Dataset excerpts on object pointing —
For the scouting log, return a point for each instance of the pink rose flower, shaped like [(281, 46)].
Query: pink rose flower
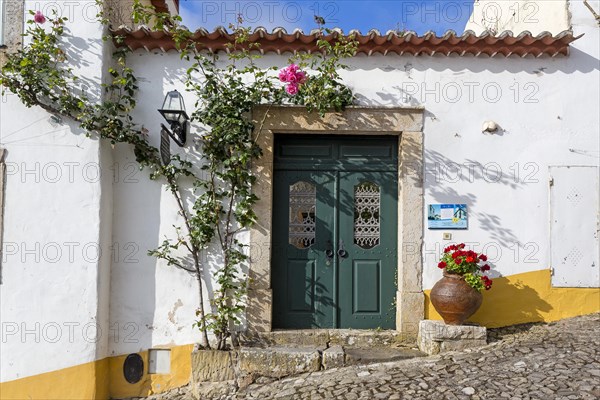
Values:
[(39, 17), (291, 89)]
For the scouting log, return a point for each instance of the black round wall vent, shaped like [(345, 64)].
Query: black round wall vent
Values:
[(133, 368)]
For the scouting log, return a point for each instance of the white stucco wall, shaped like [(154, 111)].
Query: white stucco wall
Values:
[(519, 16), (54, 208)]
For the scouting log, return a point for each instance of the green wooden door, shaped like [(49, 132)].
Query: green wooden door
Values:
[(334, 232)]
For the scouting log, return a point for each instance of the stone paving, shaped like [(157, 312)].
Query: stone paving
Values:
[(559, 360)]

PROBLEM DESCRIPTION —
Turn the records, from the line with "like [(157, 312)]." through the end of the records, into a numbered list with no blank lines.

SOLUTION —
1. For the scouting log, return a point for each instance of the stone paving, shaped like [(157, 312)].
2. Query: stone paving
3. Values:
4. [(559, 360)]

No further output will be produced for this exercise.